Figure 1—figure supplement 2. The crystal structure of the PfMyoA-PR state displays a kink at the pliant region.

(a) Overall structure of PfMyoA•ΔNter-PR. (b) PfMyoA•ΔNter-PR and PfMyoA•FL-PR superimpose perfectly (rmsd 0.330 Å), indicating that the deletion does not change or alter the protein fold. (c) The PR state of PfMyoA•FL displays a kink in the lever arm at the pliant region (orange). The converter thus becomes far from the α5* and α5*’ helices, which are destabilized (not modeled since no density is indicated in the electron density map). (d) Crystal packing shows that the kinked lever arm is involved in a large surface of the crystal packing. (e), (f), (g) Small-angle X-ray scattering experiment investigating the conformation of PfMyoA in solution. (e) When the motor is bound to ADP and Pi analogs, the theoretical curve computed from the PfMyoA•FL-PPS structure (chain A) fits well to the SAXS experimental curve (χ² = 3.32). (f) When the motor is bound to MgADP, the experimental curve fits poorly to the theoretical curve from the kinked PfMyoA•FL-PR crystal structure (χ² = 302), (g) The SAXS experimental curve fits better to the theoretical curve obtained from a model of the PR state in which no kink occurs at the end of the converter (open conformation) (χ² = 19.2). (h) A fit of the theoretical curve in the PR condition with the software Oligomer (Ryan et al., 2020). The fit has been performed with the closed PfMyoA•FL-PR structure obtained from the crystal with a kink at the pliant region (interface A) and a computed open PfMyoA•FL-PR structure (interface B from the PfMyoA•FL-PPS structure) (see Figure 1). Calculations predict 98% of the sample in the open conformation (χ² = 8.69).

§ **Data excerpts**
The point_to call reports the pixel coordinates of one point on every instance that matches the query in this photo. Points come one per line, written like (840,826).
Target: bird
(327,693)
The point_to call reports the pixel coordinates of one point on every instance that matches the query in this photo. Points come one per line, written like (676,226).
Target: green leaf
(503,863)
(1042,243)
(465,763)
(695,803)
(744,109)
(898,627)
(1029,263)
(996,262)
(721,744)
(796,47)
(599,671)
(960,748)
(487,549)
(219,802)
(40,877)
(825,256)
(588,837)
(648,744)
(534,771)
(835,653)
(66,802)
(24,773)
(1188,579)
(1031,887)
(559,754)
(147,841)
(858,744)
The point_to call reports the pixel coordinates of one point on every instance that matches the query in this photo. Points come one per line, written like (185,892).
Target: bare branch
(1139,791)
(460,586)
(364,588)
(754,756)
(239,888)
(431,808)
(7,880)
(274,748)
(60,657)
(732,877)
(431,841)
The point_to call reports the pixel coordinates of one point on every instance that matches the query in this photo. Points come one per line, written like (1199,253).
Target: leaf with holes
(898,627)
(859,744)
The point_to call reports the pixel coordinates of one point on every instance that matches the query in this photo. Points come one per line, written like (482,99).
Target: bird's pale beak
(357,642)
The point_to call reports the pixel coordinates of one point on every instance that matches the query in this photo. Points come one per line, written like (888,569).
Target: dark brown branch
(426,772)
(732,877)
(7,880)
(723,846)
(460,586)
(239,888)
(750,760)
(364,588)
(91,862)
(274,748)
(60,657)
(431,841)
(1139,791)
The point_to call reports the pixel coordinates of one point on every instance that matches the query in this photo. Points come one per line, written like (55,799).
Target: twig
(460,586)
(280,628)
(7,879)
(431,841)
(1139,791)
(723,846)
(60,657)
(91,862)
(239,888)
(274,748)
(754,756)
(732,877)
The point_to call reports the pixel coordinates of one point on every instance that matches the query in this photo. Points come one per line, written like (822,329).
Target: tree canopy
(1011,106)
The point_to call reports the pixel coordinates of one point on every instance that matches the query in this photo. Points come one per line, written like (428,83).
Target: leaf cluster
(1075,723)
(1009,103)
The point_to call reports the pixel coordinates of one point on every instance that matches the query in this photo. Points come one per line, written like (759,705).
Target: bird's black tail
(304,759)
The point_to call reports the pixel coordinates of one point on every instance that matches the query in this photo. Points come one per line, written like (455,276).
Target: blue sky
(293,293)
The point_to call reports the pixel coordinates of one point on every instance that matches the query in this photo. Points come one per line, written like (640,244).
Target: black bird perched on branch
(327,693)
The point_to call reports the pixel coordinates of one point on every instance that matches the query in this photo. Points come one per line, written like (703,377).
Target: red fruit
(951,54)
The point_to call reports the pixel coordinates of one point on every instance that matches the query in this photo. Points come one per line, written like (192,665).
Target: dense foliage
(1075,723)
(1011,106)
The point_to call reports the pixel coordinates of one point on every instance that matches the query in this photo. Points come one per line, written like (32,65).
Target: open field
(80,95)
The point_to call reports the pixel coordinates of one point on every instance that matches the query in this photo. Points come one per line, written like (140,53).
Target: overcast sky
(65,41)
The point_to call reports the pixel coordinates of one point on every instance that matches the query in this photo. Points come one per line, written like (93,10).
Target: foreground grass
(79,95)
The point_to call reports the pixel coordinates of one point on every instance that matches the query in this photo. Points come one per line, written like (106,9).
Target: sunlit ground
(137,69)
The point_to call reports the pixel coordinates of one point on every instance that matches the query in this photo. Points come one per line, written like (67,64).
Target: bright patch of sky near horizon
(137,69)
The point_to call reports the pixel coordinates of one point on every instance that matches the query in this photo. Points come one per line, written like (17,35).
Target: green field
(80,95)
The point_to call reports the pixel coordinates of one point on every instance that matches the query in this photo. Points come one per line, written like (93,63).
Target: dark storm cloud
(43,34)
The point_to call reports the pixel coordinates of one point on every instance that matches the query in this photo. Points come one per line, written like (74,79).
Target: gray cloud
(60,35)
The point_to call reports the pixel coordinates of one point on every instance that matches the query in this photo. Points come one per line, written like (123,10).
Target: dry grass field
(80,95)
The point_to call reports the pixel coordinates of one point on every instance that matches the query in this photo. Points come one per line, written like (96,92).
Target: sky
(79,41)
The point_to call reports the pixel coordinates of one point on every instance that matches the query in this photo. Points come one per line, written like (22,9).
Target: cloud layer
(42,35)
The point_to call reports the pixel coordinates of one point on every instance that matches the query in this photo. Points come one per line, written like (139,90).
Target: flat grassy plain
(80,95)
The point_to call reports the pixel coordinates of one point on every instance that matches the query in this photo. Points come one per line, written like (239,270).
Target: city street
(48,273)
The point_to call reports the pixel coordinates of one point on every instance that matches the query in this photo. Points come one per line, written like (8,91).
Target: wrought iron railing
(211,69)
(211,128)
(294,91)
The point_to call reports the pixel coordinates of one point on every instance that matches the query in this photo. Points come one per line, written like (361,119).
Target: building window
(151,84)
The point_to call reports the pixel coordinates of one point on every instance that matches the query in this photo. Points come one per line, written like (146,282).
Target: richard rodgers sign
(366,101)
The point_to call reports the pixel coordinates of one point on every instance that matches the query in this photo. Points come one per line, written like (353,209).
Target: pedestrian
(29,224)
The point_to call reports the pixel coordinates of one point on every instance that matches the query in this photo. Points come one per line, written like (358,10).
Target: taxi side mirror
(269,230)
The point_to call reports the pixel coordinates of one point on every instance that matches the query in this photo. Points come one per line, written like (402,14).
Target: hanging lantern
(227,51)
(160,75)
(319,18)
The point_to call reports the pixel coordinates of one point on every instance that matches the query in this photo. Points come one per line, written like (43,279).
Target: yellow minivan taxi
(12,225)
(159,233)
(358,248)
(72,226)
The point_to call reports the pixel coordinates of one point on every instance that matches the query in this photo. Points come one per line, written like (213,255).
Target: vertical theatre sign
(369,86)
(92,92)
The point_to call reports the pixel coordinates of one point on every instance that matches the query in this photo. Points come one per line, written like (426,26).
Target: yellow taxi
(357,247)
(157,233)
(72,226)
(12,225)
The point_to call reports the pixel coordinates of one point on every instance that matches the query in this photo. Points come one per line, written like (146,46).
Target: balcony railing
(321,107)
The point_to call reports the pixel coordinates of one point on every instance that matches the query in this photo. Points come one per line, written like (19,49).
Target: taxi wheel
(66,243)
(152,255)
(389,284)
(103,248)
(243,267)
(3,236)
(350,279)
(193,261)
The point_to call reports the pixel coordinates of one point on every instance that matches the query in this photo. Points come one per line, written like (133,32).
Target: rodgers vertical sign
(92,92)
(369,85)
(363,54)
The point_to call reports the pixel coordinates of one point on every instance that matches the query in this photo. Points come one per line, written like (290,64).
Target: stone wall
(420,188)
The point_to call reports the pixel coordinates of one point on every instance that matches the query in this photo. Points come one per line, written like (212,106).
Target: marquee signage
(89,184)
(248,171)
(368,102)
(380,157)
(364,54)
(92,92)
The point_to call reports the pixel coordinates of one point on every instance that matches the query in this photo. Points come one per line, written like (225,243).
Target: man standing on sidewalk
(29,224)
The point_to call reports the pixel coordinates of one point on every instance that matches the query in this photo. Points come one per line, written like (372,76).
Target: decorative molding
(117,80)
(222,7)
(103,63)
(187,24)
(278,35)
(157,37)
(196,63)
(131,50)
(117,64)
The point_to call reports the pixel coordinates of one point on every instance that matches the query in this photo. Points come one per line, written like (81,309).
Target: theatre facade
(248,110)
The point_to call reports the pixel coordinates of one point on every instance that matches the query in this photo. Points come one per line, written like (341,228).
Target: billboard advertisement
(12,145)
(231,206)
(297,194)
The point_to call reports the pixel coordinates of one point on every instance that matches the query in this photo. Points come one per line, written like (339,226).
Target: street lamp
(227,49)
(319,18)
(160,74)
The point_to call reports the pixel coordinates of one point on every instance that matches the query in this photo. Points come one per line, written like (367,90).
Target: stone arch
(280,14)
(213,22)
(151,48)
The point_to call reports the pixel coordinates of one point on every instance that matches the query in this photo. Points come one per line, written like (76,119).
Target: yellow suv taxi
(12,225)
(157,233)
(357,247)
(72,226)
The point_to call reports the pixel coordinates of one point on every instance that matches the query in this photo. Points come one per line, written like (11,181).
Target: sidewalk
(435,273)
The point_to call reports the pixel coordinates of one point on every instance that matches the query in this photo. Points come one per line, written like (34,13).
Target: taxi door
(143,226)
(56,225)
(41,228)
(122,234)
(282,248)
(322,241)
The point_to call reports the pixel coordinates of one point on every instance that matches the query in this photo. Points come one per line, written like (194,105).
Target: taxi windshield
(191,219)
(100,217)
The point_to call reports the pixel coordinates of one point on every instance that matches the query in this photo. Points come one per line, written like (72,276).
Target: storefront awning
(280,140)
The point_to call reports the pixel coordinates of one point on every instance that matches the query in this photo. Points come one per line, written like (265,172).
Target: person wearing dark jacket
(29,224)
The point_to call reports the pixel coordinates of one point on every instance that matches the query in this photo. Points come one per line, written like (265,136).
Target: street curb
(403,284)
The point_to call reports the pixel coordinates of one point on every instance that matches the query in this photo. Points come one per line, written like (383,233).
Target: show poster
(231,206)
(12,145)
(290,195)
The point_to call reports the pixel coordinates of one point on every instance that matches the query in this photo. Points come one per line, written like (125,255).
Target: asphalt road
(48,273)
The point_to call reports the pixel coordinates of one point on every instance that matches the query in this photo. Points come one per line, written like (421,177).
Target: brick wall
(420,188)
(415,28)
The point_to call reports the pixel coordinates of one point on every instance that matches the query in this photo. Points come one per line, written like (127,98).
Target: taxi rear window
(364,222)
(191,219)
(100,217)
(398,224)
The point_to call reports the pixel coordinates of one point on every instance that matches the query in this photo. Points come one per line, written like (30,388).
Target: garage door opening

§ **Your assignment**
Can you copy the figure legend above about the PfMyoA pliant-region kink, word for word and in full?

§ **Solution to this exercise**
Figure 1—figure supplement 2. The crystal structure of the PfMyoA-PR state displays a kink at the pliant region.

(a) Overall structure of PfMyoA•ΔNter-PR. (b) PfMyoA•ΔNter-PR and PfMyoA•FL-PR superimpose perfectly (rmsd 0.330 Å), indicating that the deletion does not change or alter the protein fold. (c) The PR state of PfMyoA•FL displays a kink in the lever arm at the pliant region (orange). The converter thus becomes far from the α5* and α5*’ helices, which are destabilized (not modeled since no density is indicated in the electron density map). (d) Crystal packing shows that the kinked lever arm is involved in a large surface of the crystal packing. (e), (f), (g) Small-angle X-ray scattering experiment investigating the conformation of PfMyoA in solution. (e) When the motor is bound to ADP and Pi analogs, the theoretical curve computed from the PfMyoA•FL-PPS structure (chain A) fits well to the SAXS experimental curve (χ² = 3.32). (f) When the motor is bound to MgADP, the experimental curve fits poorly to the theoretical curve from the kinked PfMyoA•FL-PR crystal structure (χ² = 302), (g) The SAXS experimental curve fits better to the theoretical curve obtained from a model of the PR state in which no kink occurs at the end of the converter (open conformation) (χ² = 19.2). (h) A fit of the theoretical curve in the PR condition with the software Oligomer (Ryan et al., 2020). The fit has been performed with the closed PfMyoA•FL-PR structure obtained from the crystal with a kink at the pliant region (interface A) and a computed open PfMyoA•FL-PR structure (interface B from the PfMyoA•FL-PPS structure) (see Figure 1). Calculations predict 98% of the sample in the open conformation (χ² = 8.69).